** start **

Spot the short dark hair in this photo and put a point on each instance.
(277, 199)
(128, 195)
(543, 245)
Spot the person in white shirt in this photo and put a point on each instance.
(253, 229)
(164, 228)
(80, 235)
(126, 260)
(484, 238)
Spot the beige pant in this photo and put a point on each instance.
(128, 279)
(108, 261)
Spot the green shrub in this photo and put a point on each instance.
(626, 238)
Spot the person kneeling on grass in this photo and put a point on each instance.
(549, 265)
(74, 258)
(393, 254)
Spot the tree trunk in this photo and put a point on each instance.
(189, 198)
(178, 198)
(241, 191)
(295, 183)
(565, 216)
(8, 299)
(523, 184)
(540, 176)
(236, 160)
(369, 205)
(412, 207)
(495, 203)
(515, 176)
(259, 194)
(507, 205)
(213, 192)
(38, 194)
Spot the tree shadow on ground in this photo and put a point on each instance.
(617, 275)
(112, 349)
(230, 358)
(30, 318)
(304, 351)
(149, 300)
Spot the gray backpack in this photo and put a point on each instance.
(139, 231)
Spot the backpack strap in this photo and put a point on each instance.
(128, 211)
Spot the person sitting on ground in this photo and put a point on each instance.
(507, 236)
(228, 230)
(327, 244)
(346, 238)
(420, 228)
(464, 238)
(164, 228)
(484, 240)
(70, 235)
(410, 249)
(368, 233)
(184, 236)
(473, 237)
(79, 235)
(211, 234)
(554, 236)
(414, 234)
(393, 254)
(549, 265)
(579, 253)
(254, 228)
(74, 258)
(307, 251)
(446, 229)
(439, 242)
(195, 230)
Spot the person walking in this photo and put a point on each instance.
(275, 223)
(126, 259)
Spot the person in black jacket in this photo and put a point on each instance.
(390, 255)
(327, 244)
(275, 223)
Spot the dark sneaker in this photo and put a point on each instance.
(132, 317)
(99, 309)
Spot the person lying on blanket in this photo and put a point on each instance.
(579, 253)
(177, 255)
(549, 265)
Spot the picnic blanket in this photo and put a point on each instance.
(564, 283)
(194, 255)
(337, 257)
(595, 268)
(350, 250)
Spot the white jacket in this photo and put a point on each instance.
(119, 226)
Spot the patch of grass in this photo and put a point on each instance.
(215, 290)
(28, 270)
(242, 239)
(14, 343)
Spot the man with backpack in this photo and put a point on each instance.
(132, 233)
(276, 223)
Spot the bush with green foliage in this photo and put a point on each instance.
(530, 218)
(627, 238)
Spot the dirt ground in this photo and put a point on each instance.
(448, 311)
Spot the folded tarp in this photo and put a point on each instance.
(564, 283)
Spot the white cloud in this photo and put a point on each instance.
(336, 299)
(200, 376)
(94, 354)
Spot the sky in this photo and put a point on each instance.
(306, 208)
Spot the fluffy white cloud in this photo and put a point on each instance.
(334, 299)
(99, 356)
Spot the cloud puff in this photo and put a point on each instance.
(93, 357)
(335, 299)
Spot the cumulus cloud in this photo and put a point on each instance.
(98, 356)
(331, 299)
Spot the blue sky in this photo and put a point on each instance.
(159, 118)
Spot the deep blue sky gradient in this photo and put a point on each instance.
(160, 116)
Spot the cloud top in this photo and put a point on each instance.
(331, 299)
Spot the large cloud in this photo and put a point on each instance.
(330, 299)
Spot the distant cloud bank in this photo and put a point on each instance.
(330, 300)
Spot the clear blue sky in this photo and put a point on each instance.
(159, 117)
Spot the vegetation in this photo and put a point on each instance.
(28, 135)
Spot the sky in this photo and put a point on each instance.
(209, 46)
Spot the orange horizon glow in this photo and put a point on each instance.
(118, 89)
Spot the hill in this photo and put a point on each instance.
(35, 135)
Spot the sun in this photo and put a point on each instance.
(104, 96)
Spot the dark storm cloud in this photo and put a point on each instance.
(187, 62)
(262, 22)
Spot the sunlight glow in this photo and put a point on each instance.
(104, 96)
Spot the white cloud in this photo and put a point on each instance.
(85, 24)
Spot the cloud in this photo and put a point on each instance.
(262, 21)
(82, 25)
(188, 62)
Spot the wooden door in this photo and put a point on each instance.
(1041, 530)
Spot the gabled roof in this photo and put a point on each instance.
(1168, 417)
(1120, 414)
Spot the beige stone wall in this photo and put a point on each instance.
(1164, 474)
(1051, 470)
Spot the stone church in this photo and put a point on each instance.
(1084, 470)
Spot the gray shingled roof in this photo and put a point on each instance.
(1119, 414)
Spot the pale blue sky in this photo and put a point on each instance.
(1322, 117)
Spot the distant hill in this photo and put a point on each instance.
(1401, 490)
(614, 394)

** end **

## Written request
Please reproduce all of the records above word for word, with no changes.

## Completed task
Spot the short dark hair in this photo and put a point on each instance.
(277, 199)
(128, 195)
(543, 245)
Spot the person in white shirt in this photo and put a point on each instance.
(253, 229)
(164, 228)
(80, 235)
(126, 260)
(484, 238)
Spot the beige pant in this photo and put a point on each instance.
(128, 279)
(108, 261)
Spot the green shrub in this photo and put a point on each instance.
(626, 238)
Spot the person kneeling on grass in this photo and put a point on each instance.
(549, 265)
(74, 258)
(393, 254)
Spot the tree trunk in this photo and put a point on each instance.
(189, 198)
(178, 198)
(241, 191)
(295, 183)
(565, 216)
(8, 299)
(523, 184)
(540, 176)
(236, 160)
(369, 205)
(412, 207)
(495, 203)
(515, 176)
(259, 194)
(507, 205)
(213, 192)
(38, 194)
Spot the tree shadow on ground in this photo and put a point on each instance.
(617, 275)
(112, 349)
(230, 358)
(30, 318)
(304, 351)
(149, 300)
Spot the gray backpack in this photo and put a point on each instance.
(139, 231)
Spot the backpack strap in this photo and put a point on each instance.
(128, 211)
Spot the person sitting on ground in this photo and put a point on each instance.
(507, 236)
(228, 230)
(327, 244)
(346, 238)
(420, 228)
(464, 238)
(164, 228)
(484, 240)
(70, 235)
(410, 249)
(368, 233)
(184, 236)
(473, 237)
(79, 235)
(211, 234)
(554, 236)
(414, 234)
(393, 254)
(549, 265)
(579, 253)
(254, 228)
(74, 258)
(307, 251)
(446, 229)
(439, 242)
(195, 230)
Spot the person walking in this photo and put a point on each instance.
(275, 223)
(126, 259)
Spot the person in black jacket in this photo and put a point on each instance.
(390, 255)
(327, 244)
(275, 223)
Spot the dark sneaker in this photo and put a point on each instance.
(132, 317)
(99, 309)
Spot the person lying on blanket in this photo and put a point on each instance.
(579, 253)
(177, 255)
(549, 265)
Spot the picnic blanket in this photo and put a point on each instance.
(564, 283)
(194, 255)
(337, 257)
(595, 268)
(350, 250)
Spot the white jacket in this photo and put a point on each instance.
(119, 226)
Spot the patch of grass in this photo and put a point on each instance.
(215, 290)
(28, 270)
(242, 239)
(14, 343)
Spot the man with backpack in this photo and put a point on each instance.
(132, 233)
(276, 223)
Spot the bush with green foliage in this photo and put a point on each instance.
(530, 218)
(627, 238)
Spot the dirt ground in this photo and put a point on each instance.
(448, 311)
Spot the folded tarp in this photo and put a point on each instance.
(564, 283)
Spot the white cloud in this photo and put a point on each instance.
(336, 299)
(200, 376)
(94, 354)
Spot the sky in this photo and put a point on each instance.
(306, 208)
Spot the fluffy white cloud in this photo and put a point on each instance.
(334, 299)
(99, 356)
Spot the cloud puff in this photo and put a point on each instance.
(93, 357)
(335, 299)
Spot the cumulus cloud in this photo and put a point on each instance.
(98, 356)
(331, 299)
Spot the blue sky in this photo and put a point on each instance.
(159, 118)
Spot the deep blue sky gradient in this photo and put a point on each instance.
(160, 116)
Spot the cloud top in this photo and put a point on each instance.
(331, 299)
Spot the large cloud in this photo and put a point on each instance.
(330, 299)
Spot the distant cloud bank in this photo and put a point on each instance.
(330, 300)
Spot the clear blue sky in this photo and put a point on each instance.
(159, 117)
Spot the vegetation in this photo and put a point on each instance.
(28, 135)
Spot the sky in this photo and put a point on each instance.
(209, 46)
Spot the orange horizon glow in this photo and put a point on each instance.
(118, 89)
Spot the hill in this photo and put a point on each instance.
(35, 135)
Spot the sun in this photo and put a point on each instance.
(104, 96)
Spot the dark storm cloud in this photo and put a point on each instance.
(187, 62)
(262, 22)
Spot the sunlight glow in this photo and put a point on each instance.
(104, 96)
Spot the white cloud in this photo and put a point on each instance.
(85, 24)
Spot the cloud in this photo and put a point on each instance.
(262, 21)
(82, 25)
(188, 62)
Spot the wooden door in this photo and put a point on each instance.
(1041, 530)
Spot the gabled roof in this photo and put a point on each instance.
(1168, 417)
(1120, 414)
Spot the beige stone wall in this photo and put a point on each instance.
(1164, 474)
(1051, 470)
Spot the stone church in this photo and put a point on each instance.
(1084, 470)
Spot the gray shingled roof in this photo and put a point on each instance.
(1119, 414)
Spot the pale blue sky in this photo and put a point on each instance.
(1322, 117)
Spot the distant hill in this photo and put a point on each instance.
(1401, 490)
(614, 394)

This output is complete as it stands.